* _WORK REQUIRED_
Reproduce, word for word, the part of the material below that opens with the line containing "Where can you see the motorcycle" and closes with the line containing "<point>434,156</point>". Include both of those lines.

* _RECORDED DATA_
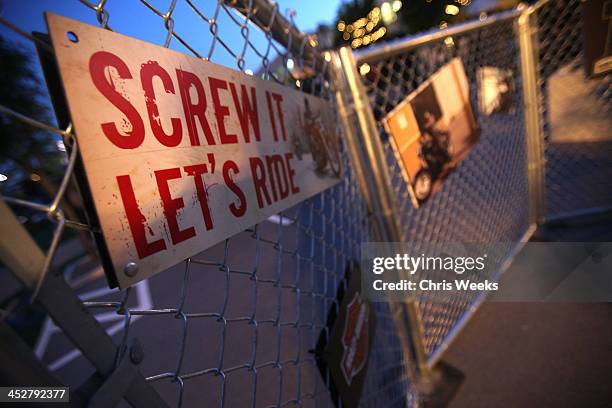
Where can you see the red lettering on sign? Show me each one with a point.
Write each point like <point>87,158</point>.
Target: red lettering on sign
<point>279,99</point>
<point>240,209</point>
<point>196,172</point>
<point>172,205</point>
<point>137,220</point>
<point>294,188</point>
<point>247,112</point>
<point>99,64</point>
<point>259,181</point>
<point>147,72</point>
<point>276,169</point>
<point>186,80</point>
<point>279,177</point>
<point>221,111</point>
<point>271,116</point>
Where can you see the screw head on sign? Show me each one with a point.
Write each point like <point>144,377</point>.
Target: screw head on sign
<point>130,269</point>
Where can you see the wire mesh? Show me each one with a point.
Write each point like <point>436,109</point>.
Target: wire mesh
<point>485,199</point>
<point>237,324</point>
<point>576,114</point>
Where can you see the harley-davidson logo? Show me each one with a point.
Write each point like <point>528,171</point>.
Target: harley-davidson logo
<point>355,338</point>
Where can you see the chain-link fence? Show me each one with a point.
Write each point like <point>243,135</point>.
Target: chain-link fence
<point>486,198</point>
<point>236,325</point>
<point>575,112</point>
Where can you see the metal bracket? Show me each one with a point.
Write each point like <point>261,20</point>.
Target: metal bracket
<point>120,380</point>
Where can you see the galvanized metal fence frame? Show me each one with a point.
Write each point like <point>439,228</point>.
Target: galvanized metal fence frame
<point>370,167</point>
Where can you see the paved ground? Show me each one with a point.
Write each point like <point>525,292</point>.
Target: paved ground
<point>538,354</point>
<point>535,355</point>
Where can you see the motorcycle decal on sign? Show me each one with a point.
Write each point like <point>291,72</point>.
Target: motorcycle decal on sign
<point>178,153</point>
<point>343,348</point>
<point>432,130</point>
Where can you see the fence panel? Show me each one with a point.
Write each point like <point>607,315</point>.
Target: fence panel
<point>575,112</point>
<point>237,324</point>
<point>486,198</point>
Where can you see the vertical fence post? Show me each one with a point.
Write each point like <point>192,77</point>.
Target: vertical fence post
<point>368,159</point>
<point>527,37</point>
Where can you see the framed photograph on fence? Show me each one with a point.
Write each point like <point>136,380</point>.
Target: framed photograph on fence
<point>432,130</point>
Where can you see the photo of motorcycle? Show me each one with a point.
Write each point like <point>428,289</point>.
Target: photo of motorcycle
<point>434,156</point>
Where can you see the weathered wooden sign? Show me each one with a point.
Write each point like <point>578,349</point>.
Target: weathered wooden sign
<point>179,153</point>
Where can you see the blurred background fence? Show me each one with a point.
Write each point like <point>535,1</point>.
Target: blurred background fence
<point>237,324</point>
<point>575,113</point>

* * *

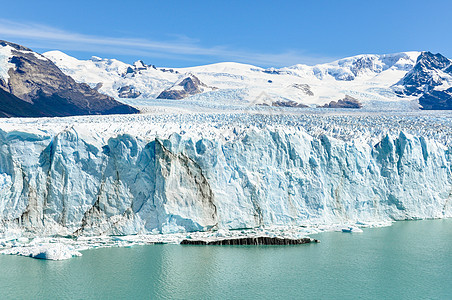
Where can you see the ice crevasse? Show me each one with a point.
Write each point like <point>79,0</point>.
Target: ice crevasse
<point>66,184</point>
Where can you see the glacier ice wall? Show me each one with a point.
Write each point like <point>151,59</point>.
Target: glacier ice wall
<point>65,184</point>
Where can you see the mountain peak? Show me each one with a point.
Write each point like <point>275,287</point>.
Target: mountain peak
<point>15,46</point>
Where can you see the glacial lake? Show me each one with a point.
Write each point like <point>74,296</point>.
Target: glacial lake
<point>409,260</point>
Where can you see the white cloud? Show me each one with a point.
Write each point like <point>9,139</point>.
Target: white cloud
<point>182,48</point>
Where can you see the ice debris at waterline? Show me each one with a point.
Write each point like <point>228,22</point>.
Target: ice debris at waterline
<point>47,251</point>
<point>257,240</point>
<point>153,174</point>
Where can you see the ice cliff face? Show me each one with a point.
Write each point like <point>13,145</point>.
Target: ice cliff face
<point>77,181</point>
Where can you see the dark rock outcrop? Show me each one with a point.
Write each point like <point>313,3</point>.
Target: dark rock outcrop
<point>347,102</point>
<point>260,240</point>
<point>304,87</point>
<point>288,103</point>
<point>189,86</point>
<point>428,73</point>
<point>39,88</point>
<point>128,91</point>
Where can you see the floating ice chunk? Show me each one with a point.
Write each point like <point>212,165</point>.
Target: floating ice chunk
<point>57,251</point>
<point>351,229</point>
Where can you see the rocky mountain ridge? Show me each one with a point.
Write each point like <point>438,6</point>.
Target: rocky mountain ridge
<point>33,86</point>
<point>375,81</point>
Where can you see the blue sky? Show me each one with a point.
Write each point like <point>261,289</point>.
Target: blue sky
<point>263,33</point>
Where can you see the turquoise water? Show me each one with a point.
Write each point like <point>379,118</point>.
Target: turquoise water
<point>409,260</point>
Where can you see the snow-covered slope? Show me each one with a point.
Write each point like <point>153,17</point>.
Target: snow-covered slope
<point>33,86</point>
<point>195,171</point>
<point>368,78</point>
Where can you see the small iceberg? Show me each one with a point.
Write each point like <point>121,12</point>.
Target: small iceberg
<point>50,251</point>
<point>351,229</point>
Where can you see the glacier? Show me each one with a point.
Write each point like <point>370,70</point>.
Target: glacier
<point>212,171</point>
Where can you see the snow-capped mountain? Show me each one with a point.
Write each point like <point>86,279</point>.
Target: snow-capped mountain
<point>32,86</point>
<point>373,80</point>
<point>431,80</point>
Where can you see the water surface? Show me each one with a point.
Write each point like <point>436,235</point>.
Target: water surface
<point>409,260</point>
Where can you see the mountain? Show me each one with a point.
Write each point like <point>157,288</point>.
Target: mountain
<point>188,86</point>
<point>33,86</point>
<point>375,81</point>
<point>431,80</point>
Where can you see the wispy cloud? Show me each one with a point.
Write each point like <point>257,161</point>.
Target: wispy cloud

---

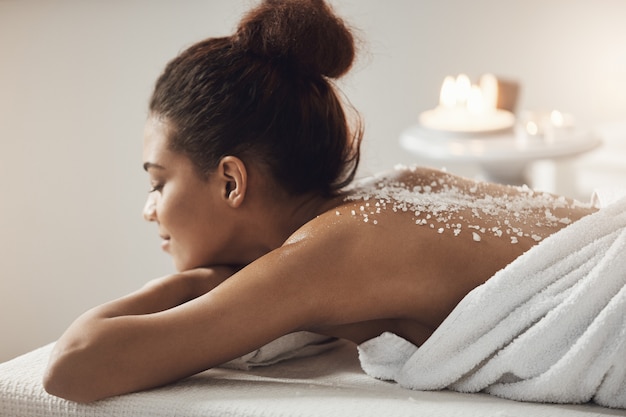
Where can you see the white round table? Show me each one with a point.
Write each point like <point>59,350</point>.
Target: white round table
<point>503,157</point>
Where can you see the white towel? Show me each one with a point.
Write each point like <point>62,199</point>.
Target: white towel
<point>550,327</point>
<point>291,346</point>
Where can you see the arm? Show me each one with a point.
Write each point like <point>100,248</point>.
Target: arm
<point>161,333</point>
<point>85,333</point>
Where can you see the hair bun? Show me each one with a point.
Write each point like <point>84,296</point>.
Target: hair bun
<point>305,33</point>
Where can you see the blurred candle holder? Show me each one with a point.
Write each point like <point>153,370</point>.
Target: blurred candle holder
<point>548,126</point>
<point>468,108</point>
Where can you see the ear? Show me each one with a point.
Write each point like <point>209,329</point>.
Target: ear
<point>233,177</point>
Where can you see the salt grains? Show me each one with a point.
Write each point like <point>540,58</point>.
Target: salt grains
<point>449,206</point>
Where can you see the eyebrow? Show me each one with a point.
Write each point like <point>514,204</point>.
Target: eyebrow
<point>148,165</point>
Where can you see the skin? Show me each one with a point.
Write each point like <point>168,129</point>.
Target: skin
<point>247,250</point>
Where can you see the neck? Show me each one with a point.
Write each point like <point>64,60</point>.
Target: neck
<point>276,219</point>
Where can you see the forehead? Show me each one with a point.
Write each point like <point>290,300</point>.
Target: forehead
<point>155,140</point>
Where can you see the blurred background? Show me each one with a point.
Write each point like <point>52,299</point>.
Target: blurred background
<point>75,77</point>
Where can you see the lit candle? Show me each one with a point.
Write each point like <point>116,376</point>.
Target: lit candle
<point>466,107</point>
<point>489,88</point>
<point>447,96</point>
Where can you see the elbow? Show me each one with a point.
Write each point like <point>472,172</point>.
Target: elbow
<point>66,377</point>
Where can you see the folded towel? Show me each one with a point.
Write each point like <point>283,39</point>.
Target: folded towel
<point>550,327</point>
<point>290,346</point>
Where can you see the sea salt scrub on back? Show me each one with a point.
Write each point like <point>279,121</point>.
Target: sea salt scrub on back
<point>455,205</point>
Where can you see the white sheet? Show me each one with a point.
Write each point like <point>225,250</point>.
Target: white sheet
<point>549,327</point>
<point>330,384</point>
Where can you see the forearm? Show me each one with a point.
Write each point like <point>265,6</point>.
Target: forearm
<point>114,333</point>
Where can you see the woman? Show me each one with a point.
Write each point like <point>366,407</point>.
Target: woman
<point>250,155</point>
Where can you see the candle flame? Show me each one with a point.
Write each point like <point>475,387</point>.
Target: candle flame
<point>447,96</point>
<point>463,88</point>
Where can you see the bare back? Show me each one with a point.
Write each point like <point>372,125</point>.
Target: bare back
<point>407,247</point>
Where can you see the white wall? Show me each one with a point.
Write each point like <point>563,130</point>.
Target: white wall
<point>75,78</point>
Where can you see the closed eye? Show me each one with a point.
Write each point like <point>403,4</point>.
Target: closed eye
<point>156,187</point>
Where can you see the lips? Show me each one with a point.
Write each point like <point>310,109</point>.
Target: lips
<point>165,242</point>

* _REPLY_
Where can you see the motorcycle decal on sign? Show me each one with a point.
Write each point like <point>291,72</point>.
Target: motorcycle decal on sign
<point>178,153</point>
<point>343,348</point>
<point>432,130</point>
Where can you see the fence panel? Show me each one with a point.
Write each point like <point>607,315</point>.
Target: fence panel
<point>575,112</point>
<point>237,324</point>
<point>486,198</point>
Where can you see the vertical fence post? Show me each one with a point.
Write each point like <point>192,77</point>.
Target: vertical fence post
<point>368,159</point>
<point>527,37</point>
Where can you see the framed photograph on fence? Show me each one with a point.
Write each point like <point>136,380</point>.
Target: framed photograph on fence
<point>432,130</point>
Where can you see the photo of motorcycle? Show me each one with a point.
Write each point like <point>428,289</point>.
Target: photo of motorcycle
<point>434,156</point>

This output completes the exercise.